##### Records for this task

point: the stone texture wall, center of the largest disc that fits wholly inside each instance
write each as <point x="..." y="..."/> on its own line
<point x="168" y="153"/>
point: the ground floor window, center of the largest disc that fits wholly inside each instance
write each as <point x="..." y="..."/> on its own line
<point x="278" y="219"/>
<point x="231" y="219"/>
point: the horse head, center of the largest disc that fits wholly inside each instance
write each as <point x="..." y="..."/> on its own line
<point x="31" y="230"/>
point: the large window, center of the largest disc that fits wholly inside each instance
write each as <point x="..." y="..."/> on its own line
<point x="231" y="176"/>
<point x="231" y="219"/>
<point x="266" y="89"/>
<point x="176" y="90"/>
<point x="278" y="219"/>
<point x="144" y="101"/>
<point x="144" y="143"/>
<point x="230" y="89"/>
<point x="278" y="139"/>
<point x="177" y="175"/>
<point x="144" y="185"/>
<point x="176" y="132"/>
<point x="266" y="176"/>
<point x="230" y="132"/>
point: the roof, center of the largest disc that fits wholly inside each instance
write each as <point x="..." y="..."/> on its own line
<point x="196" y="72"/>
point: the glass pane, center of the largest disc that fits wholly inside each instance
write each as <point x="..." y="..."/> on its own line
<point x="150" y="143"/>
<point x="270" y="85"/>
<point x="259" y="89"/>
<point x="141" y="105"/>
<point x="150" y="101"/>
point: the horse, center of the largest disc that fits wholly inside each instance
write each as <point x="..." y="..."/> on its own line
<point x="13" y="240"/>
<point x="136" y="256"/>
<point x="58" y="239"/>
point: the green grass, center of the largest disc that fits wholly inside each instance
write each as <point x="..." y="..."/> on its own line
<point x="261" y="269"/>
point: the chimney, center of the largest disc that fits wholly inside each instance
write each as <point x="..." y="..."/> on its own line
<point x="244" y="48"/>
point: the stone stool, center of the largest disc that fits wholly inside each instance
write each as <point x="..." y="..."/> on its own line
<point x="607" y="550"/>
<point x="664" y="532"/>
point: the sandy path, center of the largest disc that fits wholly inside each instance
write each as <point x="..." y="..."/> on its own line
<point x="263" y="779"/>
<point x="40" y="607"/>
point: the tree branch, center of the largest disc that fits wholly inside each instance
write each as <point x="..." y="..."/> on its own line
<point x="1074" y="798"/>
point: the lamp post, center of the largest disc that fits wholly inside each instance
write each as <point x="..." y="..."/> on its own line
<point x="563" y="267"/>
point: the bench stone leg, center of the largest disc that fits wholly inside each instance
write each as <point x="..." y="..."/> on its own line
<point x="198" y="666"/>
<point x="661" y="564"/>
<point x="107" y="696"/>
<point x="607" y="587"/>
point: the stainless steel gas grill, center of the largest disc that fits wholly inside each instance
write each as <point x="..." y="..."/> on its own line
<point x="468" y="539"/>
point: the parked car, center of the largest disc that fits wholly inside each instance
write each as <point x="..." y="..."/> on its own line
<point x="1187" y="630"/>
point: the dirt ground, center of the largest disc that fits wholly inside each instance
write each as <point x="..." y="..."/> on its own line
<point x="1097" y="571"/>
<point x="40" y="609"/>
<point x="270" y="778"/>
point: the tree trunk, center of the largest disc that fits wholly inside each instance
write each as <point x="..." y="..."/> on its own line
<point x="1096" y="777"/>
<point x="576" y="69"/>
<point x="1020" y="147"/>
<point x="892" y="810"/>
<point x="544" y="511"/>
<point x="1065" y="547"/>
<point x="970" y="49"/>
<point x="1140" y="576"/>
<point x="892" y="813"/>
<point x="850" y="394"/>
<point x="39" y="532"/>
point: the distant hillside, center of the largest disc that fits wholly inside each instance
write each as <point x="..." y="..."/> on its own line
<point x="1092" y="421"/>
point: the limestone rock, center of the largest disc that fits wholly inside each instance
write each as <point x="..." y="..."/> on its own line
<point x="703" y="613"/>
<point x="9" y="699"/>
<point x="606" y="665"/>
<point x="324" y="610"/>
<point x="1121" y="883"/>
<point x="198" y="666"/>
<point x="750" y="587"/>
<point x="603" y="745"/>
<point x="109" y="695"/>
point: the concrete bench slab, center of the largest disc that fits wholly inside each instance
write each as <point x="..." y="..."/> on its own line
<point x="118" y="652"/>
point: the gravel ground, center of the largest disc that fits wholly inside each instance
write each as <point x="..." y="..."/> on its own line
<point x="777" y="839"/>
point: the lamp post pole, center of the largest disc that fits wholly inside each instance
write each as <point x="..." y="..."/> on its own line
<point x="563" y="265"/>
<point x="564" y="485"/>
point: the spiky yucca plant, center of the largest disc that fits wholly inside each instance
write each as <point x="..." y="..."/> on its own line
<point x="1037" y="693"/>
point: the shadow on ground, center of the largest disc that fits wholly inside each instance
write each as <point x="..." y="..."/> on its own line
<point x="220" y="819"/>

##########
##### Records for this task

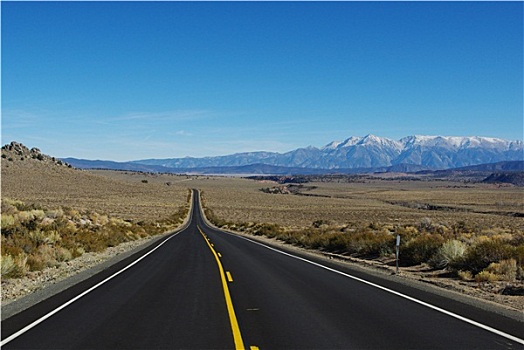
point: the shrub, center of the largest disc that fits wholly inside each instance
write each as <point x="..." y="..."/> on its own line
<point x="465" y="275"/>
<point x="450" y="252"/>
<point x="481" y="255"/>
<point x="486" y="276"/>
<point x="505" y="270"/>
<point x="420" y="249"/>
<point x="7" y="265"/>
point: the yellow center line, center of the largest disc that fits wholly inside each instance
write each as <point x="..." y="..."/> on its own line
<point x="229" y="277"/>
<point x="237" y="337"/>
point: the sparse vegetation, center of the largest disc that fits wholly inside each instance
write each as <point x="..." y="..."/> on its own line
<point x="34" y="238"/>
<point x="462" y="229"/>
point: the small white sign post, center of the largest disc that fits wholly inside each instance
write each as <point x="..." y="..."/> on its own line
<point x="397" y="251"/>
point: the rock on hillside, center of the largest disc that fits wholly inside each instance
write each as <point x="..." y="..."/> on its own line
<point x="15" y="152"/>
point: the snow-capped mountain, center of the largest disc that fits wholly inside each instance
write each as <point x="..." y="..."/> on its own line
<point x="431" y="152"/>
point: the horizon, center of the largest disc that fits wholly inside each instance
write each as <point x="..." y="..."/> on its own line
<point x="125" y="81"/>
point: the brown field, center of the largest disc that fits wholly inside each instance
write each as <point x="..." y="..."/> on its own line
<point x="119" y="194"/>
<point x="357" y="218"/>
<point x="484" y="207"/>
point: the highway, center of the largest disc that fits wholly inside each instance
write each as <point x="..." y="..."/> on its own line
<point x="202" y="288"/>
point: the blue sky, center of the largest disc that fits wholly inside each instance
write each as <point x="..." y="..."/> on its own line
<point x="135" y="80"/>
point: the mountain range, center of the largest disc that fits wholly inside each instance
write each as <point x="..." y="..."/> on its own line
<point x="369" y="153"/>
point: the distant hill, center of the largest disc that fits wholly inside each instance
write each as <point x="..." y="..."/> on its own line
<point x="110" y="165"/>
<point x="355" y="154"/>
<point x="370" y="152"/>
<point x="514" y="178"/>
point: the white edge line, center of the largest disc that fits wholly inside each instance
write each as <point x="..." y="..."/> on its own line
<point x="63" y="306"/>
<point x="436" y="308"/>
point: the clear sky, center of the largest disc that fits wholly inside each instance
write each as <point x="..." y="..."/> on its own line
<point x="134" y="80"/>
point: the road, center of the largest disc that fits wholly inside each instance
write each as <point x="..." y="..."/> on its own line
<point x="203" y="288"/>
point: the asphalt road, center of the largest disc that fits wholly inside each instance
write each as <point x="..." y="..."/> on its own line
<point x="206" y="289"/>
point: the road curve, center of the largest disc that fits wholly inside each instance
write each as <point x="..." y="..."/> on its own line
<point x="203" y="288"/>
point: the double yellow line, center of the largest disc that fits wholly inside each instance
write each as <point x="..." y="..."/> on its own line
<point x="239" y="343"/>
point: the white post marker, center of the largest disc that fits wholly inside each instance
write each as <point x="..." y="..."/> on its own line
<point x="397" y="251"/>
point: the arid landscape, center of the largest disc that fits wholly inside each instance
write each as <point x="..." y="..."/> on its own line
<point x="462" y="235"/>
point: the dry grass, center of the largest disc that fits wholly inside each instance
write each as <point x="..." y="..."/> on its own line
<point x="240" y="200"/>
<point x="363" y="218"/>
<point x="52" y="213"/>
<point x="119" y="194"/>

##########

Work to be completed ▸ State how many lines in the data include the string "ground". Nothing else belongs in the reply.

Response to the task ▸ 4